## Material provided
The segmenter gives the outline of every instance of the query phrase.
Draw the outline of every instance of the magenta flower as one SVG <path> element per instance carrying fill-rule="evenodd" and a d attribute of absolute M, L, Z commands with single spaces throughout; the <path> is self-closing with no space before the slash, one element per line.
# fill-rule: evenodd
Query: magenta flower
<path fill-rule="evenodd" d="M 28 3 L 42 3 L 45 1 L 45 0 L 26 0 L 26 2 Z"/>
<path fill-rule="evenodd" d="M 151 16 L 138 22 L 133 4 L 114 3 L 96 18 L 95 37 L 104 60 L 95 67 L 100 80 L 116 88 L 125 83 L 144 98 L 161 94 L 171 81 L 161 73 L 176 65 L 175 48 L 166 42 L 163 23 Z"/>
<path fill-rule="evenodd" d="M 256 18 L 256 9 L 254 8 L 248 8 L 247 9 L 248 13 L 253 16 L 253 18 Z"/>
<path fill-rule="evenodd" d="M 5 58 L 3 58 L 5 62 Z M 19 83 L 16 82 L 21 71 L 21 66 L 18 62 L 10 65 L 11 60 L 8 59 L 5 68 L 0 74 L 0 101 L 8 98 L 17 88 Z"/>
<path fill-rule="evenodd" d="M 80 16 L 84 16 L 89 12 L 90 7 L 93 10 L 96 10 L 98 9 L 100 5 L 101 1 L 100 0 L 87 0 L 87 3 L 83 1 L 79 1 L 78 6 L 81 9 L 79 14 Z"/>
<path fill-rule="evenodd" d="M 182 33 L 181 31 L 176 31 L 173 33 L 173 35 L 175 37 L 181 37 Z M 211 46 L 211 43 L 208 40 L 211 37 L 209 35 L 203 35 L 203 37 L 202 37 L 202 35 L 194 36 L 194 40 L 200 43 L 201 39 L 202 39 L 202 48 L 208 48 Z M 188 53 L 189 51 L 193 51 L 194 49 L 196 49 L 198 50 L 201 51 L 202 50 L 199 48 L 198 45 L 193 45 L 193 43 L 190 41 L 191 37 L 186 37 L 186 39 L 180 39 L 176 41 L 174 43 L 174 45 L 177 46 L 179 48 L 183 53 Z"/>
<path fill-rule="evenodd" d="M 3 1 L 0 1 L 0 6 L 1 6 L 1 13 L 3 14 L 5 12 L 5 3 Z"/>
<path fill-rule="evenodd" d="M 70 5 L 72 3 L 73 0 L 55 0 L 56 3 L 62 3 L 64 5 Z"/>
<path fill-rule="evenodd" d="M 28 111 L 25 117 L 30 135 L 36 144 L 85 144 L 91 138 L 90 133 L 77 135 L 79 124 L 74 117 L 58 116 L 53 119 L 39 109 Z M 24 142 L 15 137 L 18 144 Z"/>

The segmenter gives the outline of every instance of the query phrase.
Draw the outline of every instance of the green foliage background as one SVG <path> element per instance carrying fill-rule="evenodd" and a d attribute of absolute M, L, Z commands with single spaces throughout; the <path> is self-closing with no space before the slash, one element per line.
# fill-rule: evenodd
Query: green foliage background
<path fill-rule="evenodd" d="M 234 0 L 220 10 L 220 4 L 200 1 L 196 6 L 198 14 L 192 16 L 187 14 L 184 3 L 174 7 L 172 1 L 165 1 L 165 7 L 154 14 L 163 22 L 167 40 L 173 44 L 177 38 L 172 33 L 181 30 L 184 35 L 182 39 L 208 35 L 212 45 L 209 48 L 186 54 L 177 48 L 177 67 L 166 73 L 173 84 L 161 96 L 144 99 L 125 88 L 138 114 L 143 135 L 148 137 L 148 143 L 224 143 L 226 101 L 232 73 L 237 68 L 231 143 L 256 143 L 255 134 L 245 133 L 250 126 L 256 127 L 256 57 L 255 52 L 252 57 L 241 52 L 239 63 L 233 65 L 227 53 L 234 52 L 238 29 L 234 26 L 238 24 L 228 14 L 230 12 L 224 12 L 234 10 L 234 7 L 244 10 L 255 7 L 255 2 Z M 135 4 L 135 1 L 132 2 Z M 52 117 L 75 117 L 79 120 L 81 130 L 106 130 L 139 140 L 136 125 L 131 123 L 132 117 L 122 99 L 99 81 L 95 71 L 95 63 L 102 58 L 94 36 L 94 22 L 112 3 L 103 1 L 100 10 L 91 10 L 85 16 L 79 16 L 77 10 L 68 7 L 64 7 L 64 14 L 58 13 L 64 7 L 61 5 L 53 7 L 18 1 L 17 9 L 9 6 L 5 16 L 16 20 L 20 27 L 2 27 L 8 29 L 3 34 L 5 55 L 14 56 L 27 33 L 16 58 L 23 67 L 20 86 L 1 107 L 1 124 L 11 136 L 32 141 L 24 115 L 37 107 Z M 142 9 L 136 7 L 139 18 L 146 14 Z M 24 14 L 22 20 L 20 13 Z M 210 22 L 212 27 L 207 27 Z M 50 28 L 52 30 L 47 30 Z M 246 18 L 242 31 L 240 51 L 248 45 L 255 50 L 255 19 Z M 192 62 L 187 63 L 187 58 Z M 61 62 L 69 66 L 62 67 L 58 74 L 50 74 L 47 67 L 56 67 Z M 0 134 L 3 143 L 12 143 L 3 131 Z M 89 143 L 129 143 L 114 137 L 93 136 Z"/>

## Problem details
Extract, character for character, every line from the first line of the rows up to and including the line containing "70 5 L 72 3".

## Exercise answer
The segmenter gives the outline of every instance of the query phrase.
Draw the outline of every instance of the magenta flower as one SVG <path> element per instance carrying fill-rule="evenodd" and a d attribute of absolute M, L, Z commands with single spaces throughout; the <path> is self-closing with no space before the slash, one element per line.
# fill-rule: evenodd
Query: magenta flower
<path fill-rule="evenodd" d="M 28 3 L 42 3 L 45 1 L 45 0 L 26 0 L 26 2 Z"/>
<path fill-rule="evenodd" d="M 151 16 L 138 22 L 133 4 L 114 3 L 96 18 L 95 37 L 104 60 L 95 67 L 100 80 L 116 88 L 125 83 L 144 98 L 161 94 L 171 81 L 161 73 L 176 65 L 175 48 L 166 42 L 163 23 Z"/>
<path fill-rule="evenodd" d="M 256 18 L 256 9 L 254 8 L 248 8 L 247 9 L 248 13 L 253 16 L 253 18 Z"/>
<path fill-rule="evenodd" d="M 5 58 L 3 58 L 5 62 Z M 19 83 L 16 82 L 21 71 L 21 66 L 18 62 L 10 65 L 11 60 L 8 59 L 5 68 L 0 74 L 0 101 L 8 98 L 17 88 Z"/>
<path fill-rule="evenodd" d="M 80 16 L 84 16 L 89 12 L 90 7 L 93 10 L 96 10 L 98 9 L 100 5 L 101 1 L 100 0 L 87 0 L 87 3 L 83 1 L 79 1 L 78 6 L 81 9 L 79 14 Z"/>
<path fill-rule="evenodd" d="M 182 33 L 181 31 L 176 31 L 173 33 L 173 35 L 175 37 L 181 37 Z M 211 46 L 211 43 L 208 40 L 211 37 L 209 35 L 203 35 L 203 37 L 202 37 L 202 35 L 194 36 L 194 40 L 200 43 L 201 39 L 202 39 L 202 48 L 208 48 Z M 188 53 L 189 51 L 193 51 L 194 49 L 196 49 L 198 50 L 201 51 L 202 50 L 199 48 L 198 45 L 193 45 L 193 43 L 190 41 L 191 37 L 186 37 L 186 39 L 180 39 L 176 41 L 174 43 L 174 45 L 177 46 L 179 48 L 183 53 Z"/>
<path fill-rule="evenodd" d="M 3 1 L 0 1 L 0 6 L 1 6 L 1 13 L 3 14 L 5 12 L 5 3 Z"/>
<path fill-rule="evenodd" d="M 70 5 L 72 3 L 73 0 L 55 0 L 56 3 L 62 3 L 64 5 Z"/>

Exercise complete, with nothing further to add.